**WRITTEN REQUEST:**
Arrange the stretch of the listing from its first line through the line containing "313), (201, 297)]" as a numbered list, leaving out any blank lines.
....
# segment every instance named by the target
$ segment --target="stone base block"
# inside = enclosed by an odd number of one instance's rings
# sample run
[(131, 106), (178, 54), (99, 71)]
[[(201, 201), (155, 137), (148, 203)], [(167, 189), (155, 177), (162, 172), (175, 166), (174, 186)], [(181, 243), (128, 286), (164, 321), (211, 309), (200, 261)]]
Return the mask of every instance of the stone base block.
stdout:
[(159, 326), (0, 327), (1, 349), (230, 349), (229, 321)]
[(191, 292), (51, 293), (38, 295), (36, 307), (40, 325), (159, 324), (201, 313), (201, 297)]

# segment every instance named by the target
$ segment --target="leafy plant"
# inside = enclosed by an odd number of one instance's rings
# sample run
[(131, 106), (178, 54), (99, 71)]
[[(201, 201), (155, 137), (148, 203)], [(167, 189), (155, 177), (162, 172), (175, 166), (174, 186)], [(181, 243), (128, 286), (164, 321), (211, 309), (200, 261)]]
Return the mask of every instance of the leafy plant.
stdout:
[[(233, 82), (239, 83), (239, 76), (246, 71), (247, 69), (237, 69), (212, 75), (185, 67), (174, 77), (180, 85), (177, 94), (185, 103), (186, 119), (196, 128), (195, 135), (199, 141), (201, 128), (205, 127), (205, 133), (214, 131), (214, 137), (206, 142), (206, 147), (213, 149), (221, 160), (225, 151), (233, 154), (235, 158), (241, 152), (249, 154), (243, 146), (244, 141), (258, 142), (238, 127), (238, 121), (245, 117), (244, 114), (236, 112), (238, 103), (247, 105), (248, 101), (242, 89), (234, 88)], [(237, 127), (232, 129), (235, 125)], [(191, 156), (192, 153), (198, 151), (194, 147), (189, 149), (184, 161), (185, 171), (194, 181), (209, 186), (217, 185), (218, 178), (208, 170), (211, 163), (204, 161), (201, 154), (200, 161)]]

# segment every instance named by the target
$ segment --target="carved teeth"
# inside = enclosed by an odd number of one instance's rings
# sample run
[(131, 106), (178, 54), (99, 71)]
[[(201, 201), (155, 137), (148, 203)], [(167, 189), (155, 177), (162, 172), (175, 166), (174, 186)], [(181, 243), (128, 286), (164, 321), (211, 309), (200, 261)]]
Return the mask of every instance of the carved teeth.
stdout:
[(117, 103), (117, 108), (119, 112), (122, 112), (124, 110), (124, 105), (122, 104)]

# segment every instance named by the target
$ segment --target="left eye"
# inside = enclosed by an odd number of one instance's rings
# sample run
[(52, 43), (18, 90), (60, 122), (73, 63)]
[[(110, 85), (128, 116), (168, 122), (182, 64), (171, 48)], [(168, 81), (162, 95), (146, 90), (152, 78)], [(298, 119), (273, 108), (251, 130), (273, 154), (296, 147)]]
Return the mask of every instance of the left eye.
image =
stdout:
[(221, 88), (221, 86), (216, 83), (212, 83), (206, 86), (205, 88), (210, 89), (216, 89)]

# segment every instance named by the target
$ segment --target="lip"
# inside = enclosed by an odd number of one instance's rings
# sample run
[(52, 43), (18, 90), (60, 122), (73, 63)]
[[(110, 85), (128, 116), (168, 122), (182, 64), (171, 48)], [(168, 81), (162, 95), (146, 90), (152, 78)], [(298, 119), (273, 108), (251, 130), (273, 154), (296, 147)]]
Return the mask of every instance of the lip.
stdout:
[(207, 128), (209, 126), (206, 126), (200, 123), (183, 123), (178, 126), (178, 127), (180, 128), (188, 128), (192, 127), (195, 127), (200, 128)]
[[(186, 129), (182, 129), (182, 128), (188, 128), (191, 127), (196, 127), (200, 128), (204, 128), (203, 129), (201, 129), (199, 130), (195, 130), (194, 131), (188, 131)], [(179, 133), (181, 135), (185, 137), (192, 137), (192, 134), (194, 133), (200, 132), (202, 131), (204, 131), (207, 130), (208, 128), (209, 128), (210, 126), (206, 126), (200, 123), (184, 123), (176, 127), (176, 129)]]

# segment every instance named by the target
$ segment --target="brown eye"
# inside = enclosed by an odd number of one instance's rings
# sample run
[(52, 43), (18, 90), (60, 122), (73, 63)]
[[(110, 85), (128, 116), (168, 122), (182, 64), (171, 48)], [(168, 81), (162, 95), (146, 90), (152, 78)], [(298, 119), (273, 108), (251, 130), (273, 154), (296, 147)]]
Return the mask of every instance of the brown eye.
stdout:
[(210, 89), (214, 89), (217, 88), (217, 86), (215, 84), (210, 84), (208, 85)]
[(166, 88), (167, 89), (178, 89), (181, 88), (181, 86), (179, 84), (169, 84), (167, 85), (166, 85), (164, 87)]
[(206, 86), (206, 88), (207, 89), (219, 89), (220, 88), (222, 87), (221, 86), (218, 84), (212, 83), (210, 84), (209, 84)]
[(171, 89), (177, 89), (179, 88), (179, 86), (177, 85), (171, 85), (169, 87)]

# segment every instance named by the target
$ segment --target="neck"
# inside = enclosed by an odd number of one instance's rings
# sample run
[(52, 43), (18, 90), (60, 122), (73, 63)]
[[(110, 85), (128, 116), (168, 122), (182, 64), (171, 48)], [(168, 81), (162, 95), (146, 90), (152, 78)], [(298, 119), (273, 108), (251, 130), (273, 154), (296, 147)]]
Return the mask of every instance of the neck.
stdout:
....
**COMPLETED TASK:**
1. # segment every instance named by the target
2. $ segment --target="stone base block"
3. # inside = enclosed by an odd number of one instance's rings
4. # sample run
5. [(131, 106), (178, 54), (99, 71)]
6. [[(201, 201), (155, 137), (148, 203)], [(167, 189), (155, 177), (162, 172), (175, 166), (174, 186)], [(181, 243), (128, 286), (164, 321), (211, 309), (200, 261)]]
7. Return the mask of every instance of the stone base block.
8. stdout:
9. [(159, 326), (0, 327), (1, 349), (230, 349), (229, 321)]
10. [(191, 292), (51, 293), (38, 295), (36, 307), (40, 325), (159, 324), (201, 313), (201, 297)]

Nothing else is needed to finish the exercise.